Like Dan, I have found chronological nearness relations to be very important and useful, and as @pseudoevagrius pointed out above, timestamps establish such relations truly "universally" with whatever else is happening in the world.
What @zettelsan said is very important too: think of both processes 1 and 2 above as working with different types of metadata (among other possible metadata). Turning to process 2, it is facilitated by a set of link types (metadata for links). You can think of Luhmann-style folgezettel numbering as specifying least one type of link.
I'll just add a piece of info for clarity. What I mentioned about the merit of decoupling UIDs and metadata like timestamps is essentially what you learn when you deal with relational database schema, so-called database normalization. It's a cross-disciplinary application of knowledge that is pretty standard when you have dealt with (computer) databases.
When you come up with a deviation or extension of an idea, it's often a good idea to re-examine the new approach based on existing knowledge. There usually are valid reasons why things are understood in the ways they are by those with experience. Otherwise, you'd repeat mistakes that people have already made and/or reinvent the wheel, at best.
Not to say embedding timestamps into UIDs doesn't make sense, though. In many cases, it is more than sufficient for personal use. In some sense, labeling your daily journal entry by date is a usage example of UID, so people implicitly understood its merit.

DIRECTIONS »
(a) Translate this sentence from the forum post on timestamps into Spanish: "There usually are valid reasons why things are understood in the ways they are by those with experience."
(b) Copy the part of the forum post on timestamps starting with "I'll just add" and going on through "wheel, at best.", renaming "UIDs" to "unique identifiers" everywhere it appears.

DATA UNDER STUDY »
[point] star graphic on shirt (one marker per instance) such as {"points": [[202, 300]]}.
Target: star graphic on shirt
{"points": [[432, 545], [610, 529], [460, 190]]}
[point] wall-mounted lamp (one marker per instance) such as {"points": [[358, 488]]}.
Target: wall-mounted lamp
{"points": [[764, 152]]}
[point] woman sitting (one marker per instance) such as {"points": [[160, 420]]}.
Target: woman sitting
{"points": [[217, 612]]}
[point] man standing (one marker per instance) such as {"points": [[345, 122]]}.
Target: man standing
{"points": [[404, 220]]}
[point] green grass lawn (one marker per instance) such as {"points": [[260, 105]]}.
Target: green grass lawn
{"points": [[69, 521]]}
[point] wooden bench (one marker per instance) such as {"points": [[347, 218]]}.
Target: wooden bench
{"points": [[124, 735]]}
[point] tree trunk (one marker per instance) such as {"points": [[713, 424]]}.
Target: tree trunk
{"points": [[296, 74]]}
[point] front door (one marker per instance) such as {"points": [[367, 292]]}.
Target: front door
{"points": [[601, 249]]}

SOLUTIONS FOR EACH TASK »
(a) Por lo general, hay razones válidas por las que quienes tienen experiencia entienden las cosas del modo en que lo hacen.

(b)
I'll just add a piece of info for clarity. What I mentioned about the merit of decoupling unique identifiers and metadata like timestamps is essentially what you learn when you deal with relational database schema, so-called database normalization. It's a cross-disciplinary application of knowledge that is pretty standard when you have dealt with (computer) databases.
When you come up with a deviation or extension of an idea, it's often a good idea to re-examine the new approach based on existing knowledge. There usually are valid reasons why things are understood in the ways they are by those with experience. Otherwise, you'd repeat mistakes that people have already made and/or reinvent the wheel, at best.